### Objective
Rewrite the lines below, replacing every occurrence of "keypoint" with "marker" and leaving everything else unchanged.

########################################

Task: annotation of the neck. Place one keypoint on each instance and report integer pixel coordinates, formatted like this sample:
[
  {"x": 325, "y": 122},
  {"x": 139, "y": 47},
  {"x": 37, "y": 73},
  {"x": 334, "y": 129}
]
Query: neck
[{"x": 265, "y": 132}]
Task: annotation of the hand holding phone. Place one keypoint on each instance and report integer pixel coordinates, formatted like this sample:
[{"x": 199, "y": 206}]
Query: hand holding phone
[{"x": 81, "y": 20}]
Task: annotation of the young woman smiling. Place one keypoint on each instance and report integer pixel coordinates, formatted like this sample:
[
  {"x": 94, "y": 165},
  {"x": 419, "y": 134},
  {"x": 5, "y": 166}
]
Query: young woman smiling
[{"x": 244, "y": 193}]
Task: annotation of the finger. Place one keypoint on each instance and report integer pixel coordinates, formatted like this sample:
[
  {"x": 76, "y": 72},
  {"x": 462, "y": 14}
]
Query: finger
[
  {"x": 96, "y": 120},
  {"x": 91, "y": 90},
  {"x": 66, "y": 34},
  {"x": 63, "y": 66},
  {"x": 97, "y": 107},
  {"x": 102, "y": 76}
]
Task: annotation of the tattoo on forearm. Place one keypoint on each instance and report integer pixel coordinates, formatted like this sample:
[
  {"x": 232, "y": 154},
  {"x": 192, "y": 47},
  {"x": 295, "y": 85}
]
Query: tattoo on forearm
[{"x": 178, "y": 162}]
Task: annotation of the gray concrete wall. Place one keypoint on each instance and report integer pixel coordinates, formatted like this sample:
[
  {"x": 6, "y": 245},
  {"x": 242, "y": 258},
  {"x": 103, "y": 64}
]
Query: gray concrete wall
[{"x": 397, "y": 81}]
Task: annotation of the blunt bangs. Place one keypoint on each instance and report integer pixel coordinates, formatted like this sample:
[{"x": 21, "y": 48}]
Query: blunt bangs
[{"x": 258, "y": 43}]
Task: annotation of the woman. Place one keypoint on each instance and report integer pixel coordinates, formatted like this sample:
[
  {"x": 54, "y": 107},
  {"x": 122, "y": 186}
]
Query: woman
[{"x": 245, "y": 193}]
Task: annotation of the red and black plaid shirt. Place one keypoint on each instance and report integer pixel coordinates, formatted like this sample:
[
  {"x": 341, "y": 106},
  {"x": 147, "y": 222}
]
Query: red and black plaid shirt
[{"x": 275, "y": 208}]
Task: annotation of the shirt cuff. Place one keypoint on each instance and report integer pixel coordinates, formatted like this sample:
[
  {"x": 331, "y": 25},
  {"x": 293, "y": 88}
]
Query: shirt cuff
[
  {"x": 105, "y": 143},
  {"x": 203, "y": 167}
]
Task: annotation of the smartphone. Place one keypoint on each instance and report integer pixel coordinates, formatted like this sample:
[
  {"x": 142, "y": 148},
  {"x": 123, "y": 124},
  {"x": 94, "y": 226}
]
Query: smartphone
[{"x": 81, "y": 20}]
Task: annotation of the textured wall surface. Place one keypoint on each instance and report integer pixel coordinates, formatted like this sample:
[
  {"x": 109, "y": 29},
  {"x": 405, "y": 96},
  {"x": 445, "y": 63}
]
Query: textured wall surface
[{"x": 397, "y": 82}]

########################################

### Output below
Task: annotation of the neck. Place one marker on each instance and report integer pixel coordinates, formatted like this sample:
[
  {"x": 325, "y": 122},
  {"x": 139, "y": 47},
  {"x": 37, "y": 73},
  {"x": 334, "y": 129}
]
Query: neck
[{"x": 265, "y": 132}]
Task: annotation of the hand holding phone. Place one marker on each instance and report integer pixel coordinates, formatted like this sample:
[{"x": 199, "y": 206}]
Query: hand holding phone
[{"x": 81, "y": 20}]
Task: annotation of the young woman smiling. Place one marker on each instance and report integer pixel coordinates, formatted like this sample:
[
  {"x": 94, "y": 165},
  {"x": 419, "y": 134},
  {"x": 5, "y": 166}
]
Query: young woman smiling
[{"x": 244, "y": 193}]
Task: annotation of the finger. Place one marker on each instance and report integer pixel coordinates, formatted like this sample:
[
  {"x": 76, "y": 72},
  {"x": 462, "y": 14}
]
Query: finger
[
  {"x": 96, "y": 120},
  {"x": 91, "y": 90},
  {"x": 66, "y": 34},
  {"x": 63, "y": 66},
  {"x": 97, "y": 107},
  {"x": 102, "y": 76}
]
Task: annotation of the tattoo on forearm. Place one marker on each instance and report integer pixel coordinates, formatted like this sample:
[
  {"x": 232, "y": 154},
  {"x": 192, "y": 47},
  {"x": 295, "y": 85}
]
Query: tattoo on forearm
[{"x": 178, "y": 162}]
Task: annotation of the gray concrete wall. Place one marker on each instance and report integer pixel coordinates, formatted like this sample:
[
  {"x": 6, "y": 245},
  {"x": 242, "y": 258},
  {"x": 103, "y": 64}
]
Query: gray concrete wall
[{"x": 397, "y": 81}]
Task: annotation of the blunt bangs. Place one marker on each instance and report integer pixel coordinates, formatted like this sample:
[{"x": 21, "y": 48}]
Query: blunt bangs
[{"x": 258, "y": 43}]
Task: annotation of the woman. Place one marker on each instance and report integer pixel coordinates, formatted like this sample:
[
  {"x": 54, "y": 107},
  {"x": 122, "y": 186}
]
Query: woman
[{"x": 245, "y": 193}]
Task: annotation of the red and black plaid shirt. Place one marker on each instance and report integer pixel coordinates, formatted like this sample:
[
  {"x": 341, "y": 106},
  {"x": 147, "y": 222}
]
Query: red and black plaid shirt
[{"x": 275, "y": 208}]
Task: annotation of the shirt cuff. Place one marker on each instance and report integer pixel coordinates, formatted like this sample:
[
  {"x": 331, "y": 25},
  {"x": 293, "y": 88}
]
Query: shirt cuff
[
  {"x": 105, "y": 143},
  {"x": 203, "y": 167}
]
Task: annotation of the smartphone. Place one marker on each instance and report integer pixel coordinates, formatted like this sample:
[
  {"x": 142, "y": 148},
  {"x": 123, "y": 124},
  {"x": 94, "y": 226}
]
Query: smartphone
[{"x": 81, "y": 20}]
Task: annotation of the textured wall surface. Place one marker on each instance and report integer pixel coordinates, formatted like this sample:
[
  {"x": 109, "y": 29},
  {"x": 405, "y": 96},
  {"x": 445, "y": 63}
]
Query: textured wall surface
[{"x": 397, "y": 82}]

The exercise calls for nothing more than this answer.